(Items from a dataset)
* * * * * * *

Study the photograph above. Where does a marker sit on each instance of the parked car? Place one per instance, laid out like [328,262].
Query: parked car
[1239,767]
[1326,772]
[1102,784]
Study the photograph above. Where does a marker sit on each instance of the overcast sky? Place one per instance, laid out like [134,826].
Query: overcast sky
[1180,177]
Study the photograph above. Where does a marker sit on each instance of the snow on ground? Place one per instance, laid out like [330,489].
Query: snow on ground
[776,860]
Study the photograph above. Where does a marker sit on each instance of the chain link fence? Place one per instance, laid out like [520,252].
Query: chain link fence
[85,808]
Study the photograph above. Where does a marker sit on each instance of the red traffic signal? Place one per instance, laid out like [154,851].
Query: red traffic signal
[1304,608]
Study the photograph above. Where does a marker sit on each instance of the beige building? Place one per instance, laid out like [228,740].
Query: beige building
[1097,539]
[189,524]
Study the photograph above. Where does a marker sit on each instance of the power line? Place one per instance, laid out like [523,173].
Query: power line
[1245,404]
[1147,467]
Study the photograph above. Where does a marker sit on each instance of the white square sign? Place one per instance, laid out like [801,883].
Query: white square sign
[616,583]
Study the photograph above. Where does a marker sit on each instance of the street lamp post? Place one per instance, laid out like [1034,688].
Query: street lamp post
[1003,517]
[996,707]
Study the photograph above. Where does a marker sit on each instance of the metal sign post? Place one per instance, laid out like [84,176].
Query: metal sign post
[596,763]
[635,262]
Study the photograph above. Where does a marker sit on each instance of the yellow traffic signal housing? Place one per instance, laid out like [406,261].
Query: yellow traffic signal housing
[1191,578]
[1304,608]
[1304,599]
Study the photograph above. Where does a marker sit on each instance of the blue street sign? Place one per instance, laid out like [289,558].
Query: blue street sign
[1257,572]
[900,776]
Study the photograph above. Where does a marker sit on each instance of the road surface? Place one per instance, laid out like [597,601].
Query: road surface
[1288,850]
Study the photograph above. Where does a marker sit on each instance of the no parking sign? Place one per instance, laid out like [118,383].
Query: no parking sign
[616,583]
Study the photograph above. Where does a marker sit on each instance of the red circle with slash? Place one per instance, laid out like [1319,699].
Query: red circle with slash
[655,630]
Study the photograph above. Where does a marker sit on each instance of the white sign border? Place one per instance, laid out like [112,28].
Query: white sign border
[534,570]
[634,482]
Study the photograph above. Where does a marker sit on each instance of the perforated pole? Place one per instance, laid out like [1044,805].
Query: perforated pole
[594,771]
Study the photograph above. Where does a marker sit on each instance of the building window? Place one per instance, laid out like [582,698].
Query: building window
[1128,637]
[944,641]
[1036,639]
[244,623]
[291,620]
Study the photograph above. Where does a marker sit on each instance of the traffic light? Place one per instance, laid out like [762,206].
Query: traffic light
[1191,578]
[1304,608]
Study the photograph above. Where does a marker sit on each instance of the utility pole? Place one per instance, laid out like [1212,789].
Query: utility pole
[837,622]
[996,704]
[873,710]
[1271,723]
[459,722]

* * * * * * *

» Task requirements: Write out the whole listing exactly.

» Response below:
Study the photograph above. Where does a marker sit on each instance of the parked car? Place one per instance, laid out like [328,262].
Query: parked car
[1239,767]
[1326,772]
[1102,784]
Study the photograph above. Where does a marker sit on each instance of the overcast sky? Place one per instance, laid out like [134,826].
Query: overcast sky
[1180,177]
Study the photograph above. Where does a marker sit on each instance of the snow on ground? Place one per instance, laid out like [330,489].
Query: snow on ground
[776,860]
Study the photograph above. Where does a marker sit on each instance of the chain link fence? Place one per instance, laid out like [520,252].
Query: chain link fence
[85,808]
Study the photograph above. Where does a marker sit on each instance of the red traffic signal? Place one per instance, laid out like [154,851].
Query: red traffic signal
[1304,608]
Study the photograph above. Where does a marker sit on each instance of the beige building? Place one per instance, laid out like [228,740].
Query: beige building
[1097,539]
[189,524]
Study the photograph above. Where does a marker sit on each instance of the power line? Place one per instance, laid out like [523,173].
Query: power line
[1245,404]
[1147,467]
Study the photograph above. Where does a marker sit on each instance of the white square sign? Place one per instance, laid out like [801,883].
Query: white square sign
[616,583]
Study the photograph above. Where does a marker sit on each instance of the street lamp post? Place one per instance, laid out like [1034,688].
Query: street lamp post
[1003,517]
[996,707]
Study the photograph above. Where does a marker sit on each instance of the metal sign post? Place one per instance, laid out like [84,176].
Query: metal sign post
[596,763]
[635,262]
Study the photograph above. Where does a marker sit on each instance of the yellow traffic signal housing? Place one per instance, laid out like [406,261].
Query: yellow traffic signal housing
[1191,578]
[1304,608]
[1304,599]
Study the photograph above. Where does a marker sit on each instance of the blue street sign? Place one per instance, laid out like [289,558].
Query: blue street sign
[1257,572]
[900,776]
Study the photograph above. Where does a marker sit on each instance of the road surface? Place one per instance, laid out like [597,601].
Query: road surface
[1288,850]
Study the photograph above. Where does a marker sit on each instance of the no parking sign? Place one per instance, laid out like [118,383].
Query: no parking sign
[616,583]
Study the photograph above. Where does a marker sit on each instance of the red circle with slash? Place one per instance, laid out like [1319,699].
Query: red circle with slash
[655,630]
Study the photograph above. Where does a marker sit on each instance of the white sign border? Place one per instance, laid out like [112,28].
Query: white sign border
[534,570]
[634,482]
Study the photograph above. Where does a marker sit on each instance of the perforated pole? Place one per instance, laid out like [1044,805].
Query: perforated pole
[594,771]
Study the photograph above. Where does a marker sit on each instance of the building window? Place one per instance, laid out like [582,698].
Query: building window
[1128,637]
[944,641]
[1036,639]
[244,623]
[291,620]
Study the photograph above. Where does a marker sit on each instance of the traffic light? Place one per instance, laid out like [762,206].
Query: traffic light
[1191,578]
[1304,608]
Study the photograph above. Where does a marker sit on each instance of the utility pole? Place one per instance, laid out like [1212,789].
Query: utility pole
[837,622]
[996,704]
[873,710]
[1271,723]
[459,722]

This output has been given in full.